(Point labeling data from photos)
====================

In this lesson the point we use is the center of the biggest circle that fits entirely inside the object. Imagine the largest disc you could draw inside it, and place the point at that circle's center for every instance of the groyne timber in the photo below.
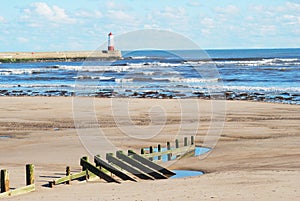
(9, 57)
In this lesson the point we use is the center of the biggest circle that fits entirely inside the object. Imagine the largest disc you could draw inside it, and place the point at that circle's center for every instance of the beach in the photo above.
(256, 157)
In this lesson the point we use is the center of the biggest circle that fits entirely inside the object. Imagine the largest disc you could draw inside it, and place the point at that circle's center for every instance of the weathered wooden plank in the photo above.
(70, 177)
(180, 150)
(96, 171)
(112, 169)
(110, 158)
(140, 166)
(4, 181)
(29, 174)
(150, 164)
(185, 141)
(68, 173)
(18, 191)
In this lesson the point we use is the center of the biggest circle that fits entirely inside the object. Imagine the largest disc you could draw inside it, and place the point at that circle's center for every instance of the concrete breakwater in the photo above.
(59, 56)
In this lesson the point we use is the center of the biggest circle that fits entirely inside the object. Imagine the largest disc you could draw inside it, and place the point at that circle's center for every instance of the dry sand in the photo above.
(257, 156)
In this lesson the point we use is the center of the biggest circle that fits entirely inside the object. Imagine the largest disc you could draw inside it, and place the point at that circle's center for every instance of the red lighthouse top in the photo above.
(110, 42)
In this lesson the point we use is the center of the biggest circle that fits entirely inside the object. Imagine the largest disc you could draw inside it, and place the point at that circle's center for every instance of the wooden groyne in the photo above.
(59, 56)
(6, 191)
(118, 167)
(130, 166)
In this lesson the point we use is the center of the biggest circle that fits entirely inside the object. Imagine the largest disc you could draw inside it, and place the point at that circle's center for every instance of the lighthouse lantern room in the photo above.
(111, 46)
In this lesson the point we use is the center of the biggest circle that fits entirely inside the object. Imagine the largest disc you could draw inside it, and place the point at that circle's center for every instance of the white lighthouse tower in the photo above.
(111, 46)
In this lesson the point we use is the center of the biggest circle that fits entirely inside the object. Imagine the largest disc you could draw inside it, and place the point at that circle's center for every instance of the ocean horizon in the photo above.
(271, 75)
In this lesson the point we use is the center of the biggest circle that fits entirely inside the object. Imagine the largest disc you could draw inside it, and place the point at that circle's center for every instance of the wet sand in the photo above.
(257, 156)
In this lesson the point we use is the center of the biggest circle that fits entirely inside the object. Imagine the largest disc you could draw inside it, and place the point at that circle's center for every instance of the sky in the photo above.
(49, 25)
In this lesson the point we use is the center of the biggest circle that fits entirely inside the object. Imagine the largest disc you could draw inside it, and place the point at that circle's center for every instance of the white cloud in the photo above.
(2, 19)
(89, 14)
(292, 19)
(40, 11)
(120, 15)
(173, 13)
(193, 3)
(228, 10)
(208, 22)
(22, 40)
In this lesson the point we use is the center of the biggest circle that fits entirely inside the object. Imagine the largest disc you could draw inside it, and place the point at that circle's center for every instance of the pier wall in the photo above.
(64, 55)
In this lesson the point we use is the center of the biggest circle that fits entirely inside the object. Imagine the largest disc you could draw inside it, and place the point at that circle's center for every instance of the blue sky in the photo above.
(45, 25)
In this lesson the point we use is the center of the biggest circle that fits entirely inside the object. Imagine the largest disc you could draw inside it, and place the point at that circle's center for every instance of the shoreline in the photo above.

====================

Copy out the lines word for word, beginning with the line that contains "blue sky in the photo above." and continuing through the last line.

RESULT FOR THIS EXERCISE:
In this lesson the point we use is the center of the biggest circle that fits entirely inside the object. Imagine the largest disc you could draw inside it, and place the point at that circle's center for every instance of the blue sky in the photo above.
(45, 25)
In this lesson the point we use is the center of the biggest circle that fits entirely inside the object. Imagine the largest disc you could draw inside it, and place the point at that circle's center for every instance of the shoreline in the photo above.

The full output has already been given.